Excerpt provided >>
-*-*-

Looks like your plan has been very well thought out - addressing issues such as upstairs ventilation for summer, natural light etc. 
Going to be an excellent result. Well done! 
Keep those pictures coming!

----------


## rickx69

These are not the most interesting photos, but I must say that I was very excited at seeing the formwork in place for the coronet shaping at the back.
After looking at this on the plans for so long, it was good to finally see this shape in its full size.

----------


## *stew*

Great to read that things are still progressing well!   I can't imagine why your crazy neighbour had a problem with you turning off the mains supply though?  I'd have guessed that you had (or definitely the utility company) had a right to access the stop valve! 
Hopefully the nice Sydney weather will continue for a few weeks so you can quickly get out of the ground.  Thanks for the pics... looks good.

----------


## woodhunt

Looking very cool! 
I'd be very tempted with a slab around here if/when doing it...   

> The only thing staying is the front wall......and only because, believe  it or not, the following before pictures are of a heritage listed  property!

  South Sydney Council :Mad:  -I can't understand them- we have a string of single story cottages down our street that the owners have had since the seventies, they wanted to develop with keeping the facade and have been battling it for years because it's heritage listed (yet at the same time they want to take frontage off every house dev for a 1920's road widening scheme, so I'd bet they would be quite happy with a knockdown for rendered flats). 
One of the first dev proposals around our part I'd seen (besides the old industrial ones) that I liked! 
Cheers,
Garth

----------


## rickx69

Just got notification from the Architects that the Engineer has inspected the site and given the builders the ok to pour the slab.   Yippee!!!!

----------


## rickx69

Just back from the house.  Well happy to see the slab was poured today!  Can't post pics from the iPad , but will put a few up on Monday when I get back to a PC.   After watching the builders dig deeper and deeper into the ground over the last few weeks, it's great to know that from now on, the only way is up!!

----------


## Bloss

> Can't post pics from the iPad

  Que? Dunno why you shouldn't be able to?

----------


## batcat

Looking good.
Interesting you were able to pour a slab, our 'heritage listing' wont allow that 
LOL you have a 'vast estate' as we do, (ours = 1878 terrace  just on 4mtrs at it's widest point, inner-west different council to you,) 
Are your architects overseeing & managing all the construction works? 
I'm looking for an architect to have a look at our place and to give us advice if what we want to do is 'doable' and an idea of cost.
Forget 'archicentre' architects their minimum fee is $1850!!! - all we want is an hour or two of professional advice.
lol sorry rant over

----------


## rickx69

Hi Batcat 
Luckily our heritage listing only applies to the facade.   
We are paying the architects to project manage the job as well.  Certainly architects are not cheap, but god they are worth it.  Certainly a draughtsman can draw up plans, but I am still amazed when I see the construction drawings that are provided to the builder as well.  You do realize what you are paying for.

----------


## rickx69

Well, slab is down and stud work has started.  I can't help but think that the brickwork probably should have been done first.  I think it may be because the bricks for the back wall are being custom made and not ready yet, so they are doing things a bit back to front in order to keep the job moving.

-*-*-

Excerpts of location-labeling data
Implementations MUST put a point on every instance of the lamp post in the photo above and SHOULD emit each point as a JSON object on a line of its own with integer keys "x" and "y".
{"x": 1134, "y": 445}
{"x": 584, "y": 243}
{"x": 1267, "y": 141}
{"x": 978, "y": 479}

-*-*-

Output the stretch of the house-build forum thread from "Looking very cool!" through "for rendered flats).", copied word for word.

Looking very cool! 
I'd be very tempted with a slab around here if/when doing it...   

> The only thing staying is the front wall......and only because, believe  it or not, the following before pictures are of a heritage listed  property!

  South Sydney Council :Mad:  -I can't understand them- we have a string of single story cottages down our street that the owners have had since the seventies, they wanted to develop with keeping the facade and have been battling it for years because it's heritage listed (yet at the same time they want to take frontage off every house dev for a 1920's road widening scheme, so I'd bet they would be quite happy with a knockdown for rendered flats).